» Your instructions
Your answer should be the complete data, copied exactly.

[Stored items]
§ §

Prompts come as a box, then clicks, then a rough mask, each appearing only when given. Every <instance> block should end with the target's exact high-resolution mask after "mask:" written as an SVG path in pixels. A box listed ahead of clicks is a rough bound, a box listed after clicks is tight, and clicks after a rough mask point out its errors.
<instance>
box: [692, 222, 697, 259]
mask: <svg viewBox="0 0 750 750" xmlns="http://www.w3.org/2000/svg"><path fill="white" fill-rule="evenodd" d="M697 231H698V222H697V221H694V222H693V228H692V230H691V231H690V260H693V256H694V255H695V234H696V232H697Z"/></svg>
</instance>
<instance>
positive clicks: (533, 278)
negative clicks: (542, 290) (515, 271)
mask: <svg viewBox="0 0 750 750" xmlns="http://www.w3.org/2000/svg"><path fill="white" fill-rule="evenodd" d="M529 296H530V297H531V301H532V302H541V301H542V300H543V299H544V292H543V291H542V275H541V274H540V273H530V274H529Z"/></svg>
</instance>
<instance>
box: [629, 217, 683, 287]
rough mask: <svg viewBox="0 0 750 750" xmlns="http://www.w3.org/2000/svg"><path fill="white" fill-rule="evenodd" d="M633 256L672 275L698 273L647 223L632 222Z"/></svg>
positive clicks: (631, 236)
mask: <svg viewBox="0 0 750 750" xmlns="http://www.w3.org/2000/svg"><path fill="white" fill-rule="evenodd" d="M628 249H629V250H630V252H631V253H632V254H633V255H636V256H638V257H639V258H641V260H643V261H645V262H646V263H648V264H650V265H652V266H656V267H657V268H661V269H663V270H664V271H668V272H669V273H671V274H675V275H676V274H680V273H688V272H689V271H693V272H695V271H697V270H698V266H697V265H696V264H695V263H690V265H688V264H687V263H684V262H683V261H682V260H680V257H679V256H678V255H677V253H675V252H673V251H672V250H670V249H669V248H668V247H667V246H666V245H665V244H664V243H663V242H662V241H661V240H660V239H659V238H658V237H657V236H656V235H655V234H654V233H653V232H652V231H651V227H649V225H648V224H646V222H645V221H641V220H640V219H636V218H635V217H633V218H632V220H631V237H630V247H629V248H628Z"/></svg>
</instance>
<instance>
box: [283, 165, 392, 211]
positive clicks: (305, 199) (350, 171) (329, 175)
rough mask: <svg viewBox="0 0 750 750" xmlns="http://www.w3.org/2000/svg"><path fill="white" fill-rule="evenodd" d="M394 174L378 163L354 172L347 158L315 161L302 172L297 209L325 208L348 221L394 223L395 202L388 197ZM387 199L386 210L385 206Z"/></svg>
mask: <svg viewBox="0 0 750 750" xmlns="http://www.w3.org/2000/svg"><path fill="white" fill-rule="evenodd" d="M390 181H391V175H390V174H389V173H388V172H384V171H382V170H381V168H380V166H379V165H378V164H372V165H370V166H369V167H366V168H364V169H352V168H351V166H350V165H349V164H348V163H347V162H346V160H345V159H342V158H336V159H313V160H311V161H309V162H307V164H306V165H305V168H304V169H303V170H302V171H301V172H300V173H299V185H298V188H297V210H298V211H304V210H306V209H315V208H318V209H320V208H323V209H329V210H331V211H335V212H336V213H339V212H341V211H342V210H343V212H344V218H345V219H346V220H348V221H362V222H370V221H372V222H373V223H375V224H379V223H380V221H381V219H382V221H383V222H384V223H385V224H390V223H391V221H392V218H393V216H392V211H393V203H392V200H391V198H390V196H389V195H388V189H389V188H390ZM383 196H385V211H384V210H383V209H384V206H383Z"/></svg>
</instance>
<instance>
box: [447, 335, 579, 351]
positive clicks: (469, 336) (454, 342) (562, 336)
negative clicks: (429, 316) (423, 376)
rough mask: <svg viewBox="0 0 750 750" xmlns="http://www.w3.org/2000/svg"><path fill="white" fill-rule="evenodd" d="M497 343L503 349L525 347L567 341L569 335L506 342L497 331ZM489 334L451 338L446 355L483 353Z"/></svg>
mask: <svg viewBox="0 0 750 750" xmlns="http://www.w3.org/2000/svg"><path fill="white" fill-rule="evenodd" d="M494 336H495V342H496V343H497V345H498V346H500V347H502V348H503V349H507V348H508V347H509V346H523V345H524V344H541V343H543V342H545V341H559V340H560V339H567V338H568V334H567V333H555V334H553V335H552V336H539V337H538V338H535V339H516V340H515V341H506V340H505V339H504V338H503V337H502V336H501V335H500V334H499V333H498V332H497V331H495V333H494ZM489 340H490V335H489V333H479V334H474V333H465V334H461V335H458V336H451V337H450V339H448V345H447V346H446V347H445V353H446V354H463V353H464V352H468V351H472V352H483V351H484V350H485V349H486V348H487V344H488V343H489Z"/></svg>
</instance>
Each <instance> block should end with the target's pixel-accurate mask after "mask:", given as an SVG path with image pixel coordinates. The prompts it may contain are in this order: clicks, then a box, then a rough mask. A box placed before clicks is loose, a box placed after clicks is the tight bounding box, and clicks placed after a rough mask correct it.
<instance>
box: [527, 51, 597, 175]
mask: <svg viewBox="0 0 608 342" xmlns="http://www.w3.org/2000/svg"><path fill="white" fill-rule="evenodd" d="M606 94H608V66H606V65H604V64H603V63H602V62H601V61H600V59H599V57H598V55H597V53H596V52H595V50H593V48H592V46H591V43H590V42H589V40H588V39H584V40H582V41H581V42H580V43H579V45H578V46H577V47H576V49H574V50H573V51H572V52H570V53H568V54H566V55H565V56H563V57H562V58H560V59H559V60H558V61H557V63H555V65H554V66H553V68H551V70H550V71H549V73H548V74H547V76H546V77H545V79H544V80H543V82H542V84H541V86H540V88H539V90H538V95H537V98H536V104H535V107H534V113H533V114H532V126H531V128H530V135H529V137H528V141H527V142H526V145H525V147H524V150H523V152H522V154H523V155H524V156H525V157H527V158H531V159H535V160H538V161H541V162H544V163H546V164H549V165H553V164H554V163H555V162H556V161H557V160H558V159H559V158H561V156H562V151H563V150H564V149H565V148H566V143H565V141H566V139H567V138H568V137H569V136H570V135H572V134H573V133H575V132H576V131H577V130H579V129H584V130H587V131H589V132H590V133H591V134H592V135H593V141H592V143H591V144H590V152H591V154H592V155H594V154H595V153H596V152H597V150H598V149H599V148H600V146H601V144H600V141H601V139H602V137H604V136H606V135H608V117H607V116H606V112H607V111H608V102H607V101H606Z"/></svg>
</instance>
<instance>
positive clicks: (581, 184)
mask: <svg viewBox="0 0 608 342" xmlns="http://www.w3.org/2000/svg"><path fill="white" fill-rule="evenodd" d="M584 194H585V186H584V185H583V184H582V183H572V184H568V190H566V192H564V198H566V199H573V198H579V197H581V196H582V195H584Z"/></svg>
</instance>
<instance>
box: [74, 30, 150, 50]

§ §

» Output
Prompts come as a box, then clicks, then a rough mask, each appearing only when given. Every <instance> block should end with the target's exact high-resolution mask after "mask:" written as an SVG path in pixels. A box listed ahead of clicks is a rough bound, a box listed after clicks is tight, and clicks after a rough mask point out its errors.
<instance>
box: [692, 222, 697, 259]
mask: <svg viewBox="0 0 750 750" xmlns="http://www.w3.org/2000/svg"><path fill="white" fill-rule="evenodd" d="M697 231H698V222H697V221H694V222H693V228H692V230H691V231H690V260H693V256H694V255H695V234H696V232H697Z"/></svg>
</instance>
<instance>
positive clicks: (533, 278)
negative clicks: (542, 290) (515, 271)
mask: <svg viewBox="0 0 750 750" xmlns="http://www.w3.org/2000/svg"><path fill="white" fill-rule="evenodd" d="M529 296H530V297H531V301H532V302H541V301H542V300H543V299H544V292H543V291H542V275H541V274H540V273H530V274H529Z"/></svg>
</instance>
<instance>
box: [629, 217, 683, 287]
rough mask: <svg viewBox="0 0 750 750" xmlns="http://www.w3.org/2000/svg"><path fill="white" fill-rule="evenodd" d="M633 256L672 275L698 273L647 223L632 222Z"/></svg>
positive clicks: (631, 236)
mask: <svg viewBox="0 0 750 750" xmlns="http://www.w3.org/2000/svg"><path fill="white" fill-rule="evenodd" d="M628 249H629V250H630V252H631V253H632V254H633V255H636V256H638V257H639V258H641V260H643V261H645V262H646V263H648V264H650V265H652V266H656V267H657V268H661V269H663V270H664V271H668V272H669V273H671V274H675V275H676V274H680V273H688V272H689V271H693V272H695V271H697V270H698V266H697V265H696V264H695V263H690V265H688V264H687V263H684V262H683V261H682V260H680V257H679V256H678V255H677V253H675V252H673V251H672V250H670V249H669V248H668V247H667V246H666V245H665V244H664V243H663V242H662V241H661V240H660V239H659V238H658V237H657V236H656V235H655V234H654V233H653V232H652V231H651V227H649V225H648V224H646V222H645V221H641V220H640V219H636V218H635V217H633V218H632V220H631V237H630V247H629V248H628Z"/></svg>
</instance>
<instance>
box: [283, 165, 392, 211]
positive clicks: (305, 199) (350, 171) (329, 175)
rough mask: <svg viewBox="0 0 750 750" xmlns="http://www.w3.org/2000/svg"><path fill="white" fill-rule="evenodd" d="M394 174L378 163L354 172L347 158L315 161L302 172L297 209L325 208L348 221L394 223L395 202L388 197ZM387 199L386 210L385 206Z"/></svg>
mask: <svg viewBox="0 0 750 750" xmlns="http://www.w3.org/2000/svg"><path fill="white" fill-rule="evenodd" d="M390 181H391V175H390V174H389V173H388V172H384V171H382V170H381V168H380V166H379V165H378V164H372V165H370V166H369V167H366V168H364V169H352V168H351V166H350V165H349V164H348V163H347V162H346V160H345V159H342V158H336V159H313V160H311V161H309V162H307V164H306V165H305V168H304V169H303V170H302V171H301V172H300V173H299V185H298V188H297V210H298V211H304V210H306V209H315V208H318V209H320V208H323V209H329V210H331V211H335V212H336V213H339V212H341V211H342V210H343V212H344V218H345V219H346V220H348V221H362V222H370V221H372V222H373V223H375V224H379V223H380V221H381V219H382V221H383V222H384V223H385V224H390V223H391V221H392V218H393V216H392V211H393V203H392V200H391V198H390V196H389V195H388V189H389V188H390ZM383 196H385V211H384V210H383V209H384V206H383Z"/></svg>
</instance>
<instance>
box: [447, 335, 579, 351]
positive clicks: (469, 336) (454, 342) (562, 336)
negative clicks: (429, 316) (423, 376)
rough mask: <svg viewBox="0 0 750 750" xmlns="http://www.w3.org/2000/svg"><path fill="white" fill-rule="evenodd" d="M497 343L503 349L525 347L567 341L569 335L506 342L497 331ZM489 334L451 338L446 355L483 353Z"/></svg>
mask: <svg viewBox="0 0 750 750" xmlns="http://www.w3.org/2000/svg"><path fill="white" fill-rule="evenodd" d="M494 336H495V342H496V343H497V345H498V346H500V347H502V348H503V349H507V348H508V347H509V346H523V345H524V344H541V343H543V342H545V341H559V340H560V339H567V338H568V334H567V333H555V334H553V335H552V336H539V337H538V338H535V339H516V340H515V341H506V340H505V339H504V338H503V337H502V336H501V335H500V334H499V333H498V332H497V331H495V333H494ZM489 340H490V335H489V333H479V334H474V333H465V334H461V335H458V336H451V337H450V339H448V345H447V346H446V347H445V353H446V354H463V353H464V352H468V351H472V352H483V351H484V350H485V349H486V348H487V344H488V343H489Z"/></svg>
</instance>
Each <instance> block should end with the target's pixel-accurate mask after "mask:", given as an SVG path with image pixel coordinates. The prompts it may contain are in this order: clicks, then a box, then a rough mask. A box placed before clicks is loose, a box placed after clicks is the tight bounding box, and clicks placed after a rough mask correct it.
<instance>
box: [527, 51, 597, 175]
mask: <svg viewBox="0 0 608 342" xmlns="http://www.w3.org/2000/svg"><path fill="white" fill-rule="evenodd" d="M606 94H608V66H606V65H604V64H603V63H602V62H601V61H600V59H599V57H598V55H597V53H596V52H595V50H593V48H592V46H591V43H590V42H589V40H588V39H584V40H582V41H581V42H580V43H579V45H578V46H577V47H576V49H574V50H573V51H572V52H570V53H568V54H566V55H565V56H563V57H562V58H560V59H559V60H558V61H557V63H555V65H554V66H553V68H551V70H550V71H549V73H548V74H547V76H546V77H545V79H544V80H543V82H542V84H541V86H540V88H539V90H538V95H537V98H536V104H535V107H534V113H533V114H532V126H531V128H530V135H529V137H528V141H527V142H526V145H525V147H524V150H523V152H522V154H523V155H524V156H525V157H527V158H531V159H535V160H538V161H541V162H544V163H546V164H549V165H553V164H554V163H555V162H556V161H557V160H558V159H559V158H561V156H562V151H563V150H564V149H565V148H566V143H565V141H566V139H567V138H568V137H569V136H570V135H572V134H573V133H575V132H576V131H577V130H579V129H584V130H587V131H589V132H590V133H591V134H592V135H593V141H592V143H591V144H590V152H591V154H592V155H594V154H595V153H596V152H597V150H598V149H599V148H600V146H601V144H600V141H601V139H602V137H604V136H606V135H608V117H607V116H606V112H607V111H608V102H607V101H606Z"/></svg>
</instance>
<instance>
positive clicks: (581, 184)
mask: <svg viewBox="0 0 608 342" xmlns="http://www.w3.org/2000/svg"><path fill="white" fill-rule="evenodd" d="M584 194H585V186H584V185H583V184H582V183H572V184H568V190H566V192H564V198H566V199H573V198H579V197H581V196H582V195H584Z"/></svg>
</instance>
<instance>
box: [74, 30, 150, 50]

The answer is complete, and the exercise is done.